======== GIVEN INFORMATION
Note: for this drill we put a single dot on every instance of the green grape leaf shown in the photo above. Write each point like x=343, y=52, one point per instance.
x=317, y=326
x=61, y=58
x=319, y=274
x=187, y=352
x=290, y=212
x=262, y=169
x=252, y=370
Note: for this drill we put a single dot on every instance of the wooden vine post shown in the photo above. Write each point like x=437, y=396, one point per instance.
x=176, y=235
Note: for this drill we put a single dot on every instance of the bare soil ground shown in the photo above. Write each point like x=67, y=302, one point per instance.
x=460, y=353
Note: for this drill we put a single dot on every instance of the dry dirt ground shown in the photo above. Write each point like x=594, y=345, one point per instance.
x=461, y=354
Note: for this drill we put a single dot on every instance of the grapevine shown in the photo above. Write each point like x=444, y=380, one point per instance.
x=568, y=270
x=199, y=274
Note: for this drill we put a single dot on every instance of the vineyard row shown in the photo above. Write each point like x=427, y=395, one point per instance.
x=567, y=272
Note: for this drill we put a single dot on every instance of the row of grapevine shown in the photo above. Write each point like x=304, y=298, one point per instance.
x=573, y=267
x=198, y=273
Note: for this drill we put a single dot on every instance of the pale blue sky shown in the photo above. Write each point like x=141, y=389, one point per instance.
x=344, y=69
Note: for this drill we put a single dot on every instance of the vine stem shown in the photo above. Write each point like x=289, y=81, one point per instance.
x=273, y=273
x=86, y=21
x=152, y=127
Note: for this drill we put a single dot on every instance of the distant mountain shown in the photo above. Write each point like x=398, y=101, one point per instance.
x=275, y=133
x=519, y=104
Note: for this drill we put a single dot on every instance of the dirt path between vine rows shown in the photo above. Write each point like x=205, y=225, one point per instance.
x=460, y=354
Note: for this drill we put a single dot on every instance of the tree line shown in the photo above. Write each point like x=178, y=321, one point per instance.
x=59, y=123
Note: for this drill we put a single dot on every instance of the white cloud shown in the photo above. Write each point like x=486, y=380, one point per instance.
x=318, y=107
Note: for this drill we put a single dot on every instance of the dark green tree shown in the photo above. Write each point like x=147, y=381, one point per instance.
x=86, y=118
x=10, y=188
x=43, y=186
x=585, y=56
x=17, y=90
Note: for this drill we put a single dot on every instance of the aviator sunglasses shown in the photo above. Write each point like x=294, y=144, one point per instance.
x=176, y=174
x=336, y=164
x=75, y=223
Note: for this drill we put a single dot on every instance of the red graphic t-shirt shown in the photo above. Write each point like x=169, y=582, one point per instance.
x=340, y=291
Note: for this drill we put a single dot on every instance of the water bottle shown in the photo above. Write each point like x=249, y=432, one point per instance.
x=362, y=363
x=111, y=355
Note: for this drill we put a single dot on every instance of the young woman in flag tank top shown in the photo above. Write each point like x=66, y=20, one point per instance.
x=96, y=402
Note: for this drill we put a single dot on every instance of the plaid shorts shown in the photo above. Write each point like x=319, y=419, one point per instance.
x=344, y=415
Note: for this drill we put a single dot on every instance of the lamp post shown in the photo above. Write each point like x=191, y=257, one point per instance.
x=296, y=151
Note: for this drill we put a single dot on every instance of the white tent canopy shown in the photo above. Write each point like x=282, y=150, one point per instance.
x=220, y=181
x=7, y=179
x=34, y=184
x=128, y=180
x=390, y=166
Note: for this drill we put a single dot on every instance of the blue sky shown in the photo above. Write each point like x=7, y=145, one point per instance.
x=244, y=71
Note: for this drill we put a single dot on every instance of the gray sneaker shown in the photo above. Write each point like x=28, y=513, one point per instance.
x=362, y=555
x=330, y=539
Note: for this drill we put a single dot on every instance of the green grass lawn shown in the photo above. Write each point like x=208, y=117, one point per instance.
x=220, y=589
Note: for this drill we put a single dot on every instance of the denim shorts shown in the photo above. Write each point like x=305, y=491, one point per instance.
================
• [BRIEF]: Without altering a single word, set down all the entries again.

• [RESPONSE BOX]:
Note: for this drill we put a single dot on every instance of the green grape leaf shown in the photo above. Write each point like x=343, y=52, one point per instance.
x=317, y=326
x=61, y=58
x=319, y=274
x=187, y=352
x=290, y=212
x=262, y=169
x=252, y=370
Note: for this drill we put a single dot on every instance of the wooden vine post shown in the photo above. Write each point like x=437, y=396, one point per instance.
x=176, y=235
Note: for this drill we put a single dot on every instance of the bare soil ground shown in the photo above. Write each point like x=67, y=302, one point per instance.
x=460, y=353
Note: for this drill we put a single dot on every instance of the dry dirt ground shown in the photo above. Write each point like x=594, y=345, one point per instance.
x=461, y=354
Note: for this drill we put a single dot on every instance of the grapevine shown in the photo above. Write each point like x=444, y=380, one point per instance.
x=568, y=270
x=199, y=274
Note: for this drill we put a single dot on every instance of the vineyard row shown in the photo above. Write each point like x=427, y=395, one point per instance.
x=567, y=272
Note: for this drill we put a single dot on every instance of the row of grapevine shown in the photo above. Write each point like x=304, y=298, one point per instance.
x=573, y=267
x=198, y=273
Note: for this drill we put a single dot on every instance of the pale blue sky shown in the photo above. Write each point like x=141, y=389, one point per instance.
x=344, y=69
Note: for this drill we put a single dot on every instance of the vine stem shown in the photo above. Write each point like x=289, y=81, one point per instance.
x=273, y=273
x=86, y=21
x=152, y=127
Note: for this drill we put a single dot on every instance of the distant mountain shown in the photo above. Write each point like x=398, y=101, one point per instance.
x=275, y=133
x=519, y=104
Note: for this drill we put a single dot on every instance of the dirt path between vine rows shown in the photo above. Write each point like x=205, y=225, one point per instance.
x=460, y=354
Note: for this drill we put a single dot on every instance of the tree line shown in the photo above. Write each point like x=178, y=321, one point per instance.
x=59, y=123
Note: for this drill we put a single dot on every instance of the white cloud shown in the photo above. Write each point like x=486, y=380, one point per instance.
x=318, y=107
Note: for this drill we put a single dot on every instance of the dark green tree shown in the photo above. Write each point like x=147, y=381, one point per instance.
x=86, y=118
x=10, y=188
x=43, y=186
x=585, y=56
x=17, y=90
Note: for this drill we put a single dot on every instance of the aviator sunglasses shown in the photo above. Write each point like x=294, y=144, one point per instance.
x=176, y=174
x=336, y=164
x=75, y=223
Note: for this drill we put a single dot on every instance of the red graphic t-shirt shown in the photo above. Write each point like x=169, y=582, one point per instance.
x=340, y=291
Note: for this drill we put a single dot on every instance of the water bottle shown in the photo above. Write each point like x=249, y=432, one point per instance.
x=362, y=363
x=111, y=355
Note: for this drill we put a single dot on every instance of the young woman in flag tank top shown in the photo above. Write each point like x=66, y=20, one point per instance.
x=96, y=402
Note: for this drill we put a single dot on every instance of the plaid shorts shown in the photo above. Write each point like x=319, y=419, one point per instance.
x=344, y=415
Note: for this drill we put a single dot on every instance of the lamp post shown in the photo above. Write each point like x=191, y=257, one point per instance.
x=296, y=151
Note: for this drill we put a single dot on every instance of the white tent canopy shown in the photo above. Write each point like x=282, y=150, one point per instance.
x=220, y=181
x=7, y=179
x=34, y=184
x=128, y=180
x=390, y=166
Note: for this drill we put a single dot on every instance of the blue sky shown in the photo above. Write each point like x=7, y=145, one point per instance.
x=244, y=71
Note: for this drill we put a single dot on every instance of the gray sneaker shown in the photo above. Write each point like x=28, y=513, one point per instance.
x=362, y=555
x=330, y=539
Note: for this drill we put a single dot on every instance of the green grass lawn shown in the photo above. Write each point like x=208, y=117, one point per instance.
x=220, y=589
Note: for this drill we put a single dot on every instance of the denim shorts shown in the photo above. Write each point like x=305, y=491, one point per instance.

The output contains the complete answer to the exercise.